*WORK REQUIRED*.
Repeat everything in the material exactly.

*PROVIDED RECORDS*.
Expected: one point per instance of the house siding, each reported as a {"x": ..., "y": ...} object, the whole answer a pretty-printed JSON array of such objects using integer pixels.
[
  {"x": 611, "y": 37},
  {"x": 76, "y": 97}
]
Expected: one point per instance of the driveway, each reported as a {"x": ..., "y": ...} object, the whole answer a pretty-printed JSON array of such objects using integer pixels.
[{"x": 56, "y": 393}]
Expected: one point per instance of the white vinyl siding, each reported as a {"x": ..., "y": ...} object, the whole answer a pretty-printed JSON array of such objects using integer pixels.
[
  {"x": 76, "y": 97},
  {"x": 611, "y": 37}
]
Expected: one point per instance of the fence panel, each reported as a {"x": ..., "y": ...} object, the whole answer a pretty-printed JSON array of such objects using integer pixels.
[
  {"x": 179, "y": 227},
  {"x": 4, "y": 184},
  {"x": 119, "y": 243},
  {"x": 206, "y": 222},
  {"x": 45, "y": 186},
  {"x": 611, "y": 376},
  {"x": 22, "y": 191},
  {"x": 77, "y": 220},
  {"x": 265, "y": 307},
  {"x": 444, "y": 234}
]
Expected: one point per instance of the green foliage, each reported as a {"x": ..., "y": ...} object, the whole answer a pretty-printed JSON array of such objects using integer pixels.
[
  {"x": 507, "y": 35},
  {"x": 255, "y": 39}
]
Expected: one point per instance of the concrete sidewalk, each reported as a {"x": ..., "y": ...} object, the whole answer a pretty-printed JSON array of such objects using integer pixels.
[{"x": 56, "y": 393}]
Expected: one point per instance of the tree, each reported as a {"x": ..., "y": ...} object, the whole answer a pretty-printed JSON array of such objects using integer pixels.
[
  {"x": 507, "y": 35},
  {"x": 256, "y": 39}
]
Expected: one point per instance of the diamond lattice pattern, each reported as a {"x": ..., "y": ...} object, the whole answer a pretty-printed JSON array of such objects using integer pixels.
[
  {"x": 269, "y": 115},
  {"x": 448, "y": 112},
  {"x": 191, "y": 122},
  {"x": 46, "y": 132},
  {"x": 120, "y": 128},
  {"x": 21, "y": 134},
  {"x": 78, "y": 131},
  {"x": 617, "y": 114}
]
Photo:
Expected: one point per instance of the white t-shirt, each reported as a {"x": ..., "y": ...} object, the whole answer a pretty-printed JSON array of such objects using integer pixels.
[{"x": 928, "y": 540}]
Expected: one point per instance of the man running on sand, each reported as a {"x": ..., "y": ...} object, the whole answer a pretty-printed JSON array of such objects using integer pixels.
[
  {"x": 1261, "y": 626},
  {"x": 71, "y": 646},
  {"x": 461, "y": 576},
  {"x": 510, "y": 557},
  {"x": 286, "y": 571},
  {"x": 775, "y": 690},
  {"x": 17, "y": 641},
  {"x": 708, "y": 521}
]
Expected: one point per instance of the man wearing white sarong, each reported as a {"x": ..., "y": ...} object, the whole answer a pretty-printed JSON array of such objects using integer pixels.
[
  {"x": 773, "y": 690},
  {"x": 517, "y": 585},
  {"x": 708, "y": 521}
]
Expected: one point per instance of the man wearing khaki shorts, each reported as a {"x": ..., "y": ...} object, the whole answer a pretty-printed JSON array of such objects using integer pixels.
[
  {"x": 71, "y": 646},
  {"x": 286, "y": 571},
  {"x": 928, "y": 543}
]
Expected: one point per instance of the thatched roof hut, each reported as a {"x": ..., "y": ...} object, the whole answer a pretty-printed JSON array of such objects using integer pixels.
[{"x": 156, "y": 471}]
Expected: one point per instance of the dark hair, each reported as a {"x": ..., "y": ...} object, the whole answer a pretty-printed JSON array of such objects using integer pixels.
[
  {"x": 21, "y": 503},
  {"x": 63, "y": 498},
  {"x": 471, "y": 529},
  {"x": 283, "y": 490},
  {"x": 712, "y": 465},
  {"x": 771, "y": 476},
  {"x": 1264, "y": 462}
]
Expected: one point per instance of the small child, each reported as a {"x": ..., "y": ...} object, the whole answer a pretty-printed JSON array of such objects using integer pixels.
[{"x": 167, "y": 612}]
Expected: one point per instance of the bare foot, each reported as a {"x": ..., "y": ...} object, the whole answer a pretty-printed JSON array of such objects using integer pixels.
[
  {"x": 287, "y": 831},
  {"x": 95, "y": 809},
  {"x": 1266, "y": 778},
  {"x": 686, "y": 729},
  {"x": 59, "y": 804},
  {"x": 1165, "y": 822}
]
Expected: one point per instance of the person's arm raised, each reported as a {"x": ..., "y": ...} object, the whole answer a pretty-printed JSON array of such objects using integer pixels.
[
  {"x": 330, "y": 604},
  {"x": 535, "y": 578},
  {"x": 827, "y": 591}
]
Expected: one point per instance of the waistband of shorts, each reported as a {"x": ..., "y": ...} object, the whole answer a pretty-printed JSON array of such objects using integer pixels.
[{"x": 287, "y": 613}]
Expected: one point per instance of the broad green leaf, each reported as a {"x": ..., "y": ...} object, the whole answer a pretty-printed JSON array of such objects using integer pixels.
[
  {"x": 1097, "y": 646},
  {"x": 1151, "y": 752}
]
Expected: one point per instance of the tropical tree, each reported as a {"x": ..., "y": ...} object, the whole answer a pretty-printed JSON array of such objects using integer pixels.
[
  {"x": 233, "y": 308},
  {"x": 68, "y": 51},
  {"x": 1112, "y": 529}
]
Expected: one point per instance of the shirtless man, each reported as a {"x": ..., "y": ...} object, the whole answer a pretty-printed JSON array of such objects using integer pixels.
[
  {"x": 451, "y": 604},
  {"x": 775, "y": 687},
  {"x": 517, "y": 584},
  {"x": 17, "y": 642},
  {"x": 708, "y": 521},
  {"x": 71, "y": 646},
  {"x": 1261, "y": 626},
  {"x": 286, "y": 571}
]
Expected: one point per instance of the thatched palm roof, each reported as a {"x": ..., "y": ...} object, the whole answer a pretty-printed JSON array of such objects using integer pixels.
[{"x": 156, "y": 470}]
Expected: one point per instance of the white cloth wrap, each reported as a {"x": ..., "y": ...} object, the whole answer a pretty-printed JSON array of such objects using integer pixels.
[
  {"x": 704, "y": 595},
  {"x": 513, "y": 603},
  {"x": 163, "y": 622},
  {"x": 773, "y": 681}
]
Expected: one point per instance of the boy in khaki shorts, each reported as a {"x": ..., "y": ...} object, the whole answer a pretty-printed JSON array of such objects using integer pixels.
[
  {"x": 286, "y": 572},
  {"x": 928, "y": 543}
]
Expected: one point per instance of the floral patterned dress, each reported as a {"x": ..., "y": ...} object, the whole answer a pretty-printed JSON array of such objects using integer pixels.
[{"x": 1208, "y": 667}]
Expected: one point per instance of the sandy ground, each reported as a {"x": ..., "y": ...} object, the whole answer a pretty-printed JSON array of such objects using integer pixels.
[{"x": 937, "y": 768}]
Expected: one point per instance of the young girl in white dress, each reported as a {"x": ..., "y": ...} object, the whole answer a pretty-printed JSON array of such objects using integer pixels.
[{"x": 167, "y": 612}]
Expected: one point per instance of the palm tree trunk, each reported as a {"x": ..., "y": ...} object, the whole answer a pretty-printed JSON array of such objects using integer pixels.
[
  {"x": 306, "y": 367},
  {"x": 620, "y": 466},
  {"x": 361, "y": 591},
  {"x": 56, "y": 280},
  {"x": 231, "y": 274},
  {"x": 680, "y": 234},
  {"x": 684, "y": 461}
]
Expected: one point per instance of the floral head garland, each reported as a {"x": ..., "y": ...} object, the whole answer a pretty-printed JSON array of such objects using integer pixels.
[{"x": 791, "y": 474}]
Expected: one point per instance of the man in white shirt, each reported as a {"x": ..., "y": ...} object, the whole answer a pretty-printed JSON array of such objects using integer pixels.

*CORRECT RESPONSE*.
Expected: one point per instance of the house siding, each reported as a {"x": ..., "y": ...} object, the whole answer a pretty-printed JSON array of such objects using integer pixels.
[
  {"x": 611, "y": 37},
  {"x": 76, "y": 97}
]
Expected: one point per instance of the driveway, each reported as a {"x": ..., "y": ...} object, the whole answer a pretty-printed JSON array of such objects using integer pixels.
[{"x": 56, "y": 393}]
Expected: one point per instance of the white vinyl siding, each reported as a {"x": ..., "y": ...} object, the whole answer a pretty-printed JSON array of such objects using integer pixels.
[
  {"x": 76, "y": 97},
  {"x": 611, "y": 37}
]
Expected: one point per instance of the fence panel, each reported as a {"x": ..., "y": ...} object, the whole answer a pretty-printed JSON array of such objects using integer pixels.
[
  {"x": 179, "y": 227},
  {"x": 4, "y": 184},
  {"x": 119, "y": 243},
  {"x": 206, "y": 222},
  {"x": 45, "y": 186},
  {"x": 611, "y": 376},
  {"x": 22, "y": 191},
  {"x": 77, "y": 220},
  {"x": 265, "y": 307},
  {"x": 444, "y": 234}
]
Expected: one point per instance of the green foliage, each reported as a {"x": ..., "y": ...} object, the whole answer a pretty-printed JSON array of such objects using integer pixels.
[
  {"x": 507, "y": 35},
  {"x": 255, "y": 39}
]
Expected: one point per instance of the concrete sidewalk, each reported as a {"x": ..., "y": ...} object, the whole answer a pretty-printed JSON array of such objects using integer pixels.
[{"x": 56, "y": 393}]
Expected: one point per instance of the tree, each reported as a {"x": ..., "y": ...} object, the whole answer a pretty-printed JSON array of such objects using integer pixels.
[
  {"x": 507, "y": 35},
  {"x": 256, "y": 39}
]
Expected: one point per instance of the diamond lattice pattern, each reported as a {"x": ..., "y": ...} object, the whole answer a pretty-printed JSON array of such objects using integer pixels.
[
  {"x": 269, "y": 115},
  {"x": 448, "y": 112},
  {"x": 191, "y": 122},
  {"x": 46, "y": 132},
  {"x": 120, "y": 128},
  {"x": 21, "y": 134},
  {"x": 78, "y": 131},
  {"x": 617, "y": 114}
]
Photo:
Expected: one point per instance of the white t-shirt, each reported as a {"x": ..., "y": ...} object, the whole answer a pretty-printed JSON array of such objects using integer pixels.
[{"x": 928, "y": 540}]
Expected: one point per instance of the man running on sand, each reported as a {"x": ..., "y": ...} object, the whole answer a pretty-printed JSON array of such objects using integer pixels.
[
  {"x": 1261, "y": 626},
  {"x": 71, "y": 646},
  {"x": 461, "y": 576},
  {"x": 510, "y": 557},
  {"x": 286, "y": 571},
  {"x": 775, "y": 690},
  {"x": 17, "y": 641},
  {"x": 708, "y": 521}
]
Expected: one point per instance of the man wearing white sarong, each reported as a {"x": ..., "y": ...} object, the whole answer a pretty-printed JSON array of such objects using integer pixels.
[
  {"x": 773, "y": 690},
  {"x": 517, "y": 585},
  {"x": 708, "y": 521}
]
Expected: one point per instance of the man wearing khaki shorts, each reported as a {"x": ..., "y": ...} object, the whole answer a pretty-printed JSON array of such objects using integer pixels.
[
  {"x": 71, "y": 646},
  {"x": 286, "y": 571},
  {"x": 928, "y": 543}
]
Expected: one point per instance of the thatched roof hut, each reported as a {"x": ..., "y": ...} object, the whole answer a pretty-printed JSON array of such objects using integer pixels.
[{"x": 156, "y": 471}]
Expected: one point per instance of the dark hair, each reported as a {"x": ..., "y": ...} object, the whole answer a pretty-printed JSON array of such objects using integer pixels.
[
  {"x": 21, "y": 503},
  {"x": 63, "y": 498},
  {"x": 471, "y": 529},
  {"x": 283, "y": 490},
  {"x": 712, "y": 465},
  {"x": 771, "y": 476},
  {"x": 1264, "y": 462}
]
Expected: one point per instance of the small child, each reported as a {"x": ..., "y": ...} object, the whole answer a pretty-printed JSON array of such objects using integer pixels.
[{"x": 167, "y": 612}]
Expected: one point per instance of the bare foot, each reported as a {"x": ..., "y": ...} object, the whole answer a pretty-printed JSON array of such objects using integer pixels.
[
  {"x": 287, "y": 831},
  {"x": 95, "y": 809},
  {"x": 1266, "y": 778},
  {"x": 686, "y": 729},
  {"x": 59, "y": 804},
  {"x": 1165, "y": 822}
]
Expected: one point per instance of the person's arm raised, each reported as a {"x": ..., "y": ...} object, the whole answer a pretty-printed JSON array of such objects using integer pixels.
[
  {"x": 330, "y": 604},
  {"x": 535, "y": 578},
  {"x": 827, "y": 591}
]
Expected: one point per instance of the waistband of shorts, each reported as a {"x": ..., "y": ...} object, the whole answer a pretty-printed JSON array of such objects using integer pixels.
[{"x": 287, "y": 613}]
Expected: one point per instance of the broad green leaf, each reported as a {"x": ..., "y": ...} object, the whole answer a pretty-printed JSON array of such objects using integer pixels.
[
  {"x": 1097, "y": 646},
  {"x": 1151, "y": 752}
]
Expected: one point per instance of the tropical tree, each reported as a {"x": ..., "y": ...} object, the whole answer a pretty-printed JSON array of such objects using integer pixels.
[
  {"x": 233, "y": 308},
  {"x": 68, "y": 51},
  {"x": 1112, "y": 529}
]
Expected: one point per instance of the shirtless man, each reported as a {"x": ..., "y": ...} object, the whole answer a pretty-printed JSON array of such objects using integer pixels.
[
  {"x": 451, "y": 604},
  {"x": 775, "y": 687},
  {"x": 517, "y": 584},
  {"x": 17, "y": 642},
  {"x": 708, "y": 521},
  {"x": 71, "y": 646},
  {"x": 1261, "y": 626},
  {"x": 286, "y": 571}
]
Expected: one point per instance of the thatched palm roof, each reported as a {"x": ..., "y": ...} object, the whole answer a pretty-printed JSON array of such objects using integer pixels.
[{"x": 156, "y": 470}]
Expected: one point per instance of the white cloth wrap, each reported as a {"x": ..., "y": ...} object, the whole answer a pretty-printed JSON array of such objects using integer pixels.
[
  {"x": 704, "y": 595},
  {"x": 513, "y": 603},
  {"x": 163, "y": 622},
  {"x": 773, "y": 681}
]
Expected: one point per instance of the boy in khaki shorts, each reported as a {"x": ..., "y": ...} object, the whole answer a pretty-printed JSON array of such objects using integer pixels.
[
  {"x": 286, "y": 572},
  {"x": 928, "y": 543}
]
Expected: one point per instance of the floral patterned dress, each reported as a {"x": ..., "y": ...} object, the whole answer a pretty-printed JSON array of such objects using integer pixels.
[{"x": 1208, "y": 667}]
Expected: one point per instance of the sandy ground, each reported as a {"x": ..., "y": ...} object, the whole answer a pretty-printed JSON array of such objects using integer pixels.
[{"x": 937, "y": 768}]
Expected: one point per instance of the young girl in white dress, each reported as a {"x": ..., "y": ...} object, the whole answer a pretty-printed JSON array of such objects using integer pixels.
[{"x": 167, "y": 612}]
Expected: one point per instance of the palm tree trunk, each reported as a {"x": ..., "y": ...} object, the whole answer a pretty-printed JSON array of such objects using integer pixels.
[
  {"x": 306, "y": 367},
  {"x": 620, "y": 466},
  {"x": 361, "y": 591},
  {"x": 56, "y": 280},
  {"x": 231, "y": 274},
  {"x": 680, "y": 234},
  {"x": 684, "y": 461}
]
Expected: one point per instance of the floral head garland, each reported as a {"x": ..., "y": ...} object, the whole answer a pretty-printed JSON array of such objects using integer pixels.
[{"x": 791, "y": 474}]
Expected: one point per instance of the man in white shirt, each reported as a {"x": ..., "y": ...} object, the whole answer a pretty-printed JSON array of such objects using integer pixels.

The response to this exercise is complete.